- TEXT BLOCK
= = =

Make sure that you give a bag or a box of extra supplies into your school office. I have been replenishing my supplies at school ever since I was diagnosed. In my bag I have:
-Extra test strips
-Two cartridges and a vial of insulin (In the Fridge)
-An insulin pen
-Extra pump cannula
-Extra batteries for my pump and my glucose meter
and extra glucose tablets and emergency glucogel
All of these supplies are vital to your every day survival with diabetes and running out of any one of them can prove to be rather catastrophic. Diabetes can be unpredictable a lot of the time; so on the unfortunate chance that something goes wrong with your insulin or pump site, most of the time your parents can't drop in to give you extra supplies because of work. So day-to-day life with diabetes at school very much depends on the cooperation with you, the teachers and your Diabetes.

= = =

- WORK ITEM A
Output, word for word, the portion of the passage on diabetes supplies at school starting at "Make sure that" and ending at "and your Diabetes.".
- WORK ITEM B
Write the next part of the passage on diabetes supplies at school, picking up right after its final sentence.
The material after this point is separate from the passage on diabetes supplies at school.

Dataset entries:
= = =

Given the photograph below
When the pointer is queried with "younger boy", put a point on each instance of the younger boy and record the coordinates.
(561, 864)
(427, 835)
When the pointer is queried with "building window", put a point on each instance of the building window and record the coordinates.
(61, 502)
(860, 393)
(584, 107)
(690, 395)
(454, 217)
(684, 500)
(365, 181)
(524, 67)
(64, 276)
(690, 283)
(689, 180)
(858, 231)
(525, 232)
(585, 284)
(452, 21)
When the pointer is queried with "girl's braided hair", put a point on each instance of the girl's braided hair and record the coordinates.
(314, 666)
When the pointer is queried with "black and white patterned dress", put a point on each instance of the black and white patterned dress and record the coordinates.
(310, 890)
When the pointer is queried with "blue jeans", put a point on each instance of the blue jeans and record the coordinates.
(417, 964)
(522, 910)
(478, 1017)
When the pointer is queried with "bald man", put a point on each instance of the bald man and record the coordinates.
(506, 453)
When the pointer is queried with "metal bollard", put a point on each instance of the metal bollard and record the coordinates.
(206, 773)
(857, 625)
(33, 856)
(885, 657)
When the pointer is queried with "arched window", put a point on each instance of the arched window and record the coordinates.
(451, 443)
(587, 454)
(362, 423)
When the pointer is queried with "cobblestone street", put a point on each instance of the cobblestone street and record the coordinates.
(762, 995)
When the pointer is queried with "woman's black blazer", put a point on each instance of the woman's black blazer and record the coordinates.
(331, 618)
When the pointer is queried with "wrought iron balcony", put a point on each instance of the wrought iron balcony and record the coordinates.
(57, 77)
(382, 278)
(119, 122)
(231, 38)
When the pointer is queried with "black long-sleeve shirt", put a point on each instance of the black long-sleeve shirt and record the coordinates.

= = =

- RESPONSE BOX A
Make sure that you give a bag or a box of extra supplies into your school office. I have been replenishing my supplies at school ever since I was diagnosed. In my bag I have:
-Extra test strips
-Two cartridges and a vial of insulin (In the Fridge)
-An insulin pen
-Extra pump cannula
-Extra batteries for my pump and my glucose meter
and extra glucose tablets and emergency glucogel
All of these supplies are vital to your every day survival with diabetes and running out of any one of them can prove to be rather catastrophic. Diabetes can be unpredictable a lot of the time; so on the unfortunate chance that something goes wrong with your insulin or pump site, most of the time your parents can't drop in to give you extra supplies because of work. So day-to-day life with diabetes at school very much depends on the cooperation with you, the teachers and your Diabetes.

- RESPONSE BOX B
Survival tip #5
Diabetes has a big effect on blood sugars; most of the time it will send them crashing down and you find yourself having a hypo and needing to sit out of class and miss all the fun. The way I try to avoid a hypo is to test my blood sugars before a PE lesson, if they are lower than 8 then I just eat a glucotab or two and then go ahead to do my PE lesson; if they are too high then I give insulin and wait it out until they are at a safer level; then during my PE lesson I test my blood sugars every half an hour or so to make sure I'm not dropping or going too high. That way, I can enjoy my PE lesson with all of my friends!
Survival tip #6
I'm in Year 11 now and Year 10 and 11 are the years in which students study for their GCSE's so school trips are out of the question now because we are all too focused on our serious work. However, I have had Diabetes since the beginning of Year 8 and I missed activities week because I was in hospital having just been diagnosed with Type One. However, I have been on one or two school trips after that and it is vital that when you go on school trips you have extras of all your supplies and extra snacks for hypos. I always made sure that the adults coming on the trip knew about my diabetes.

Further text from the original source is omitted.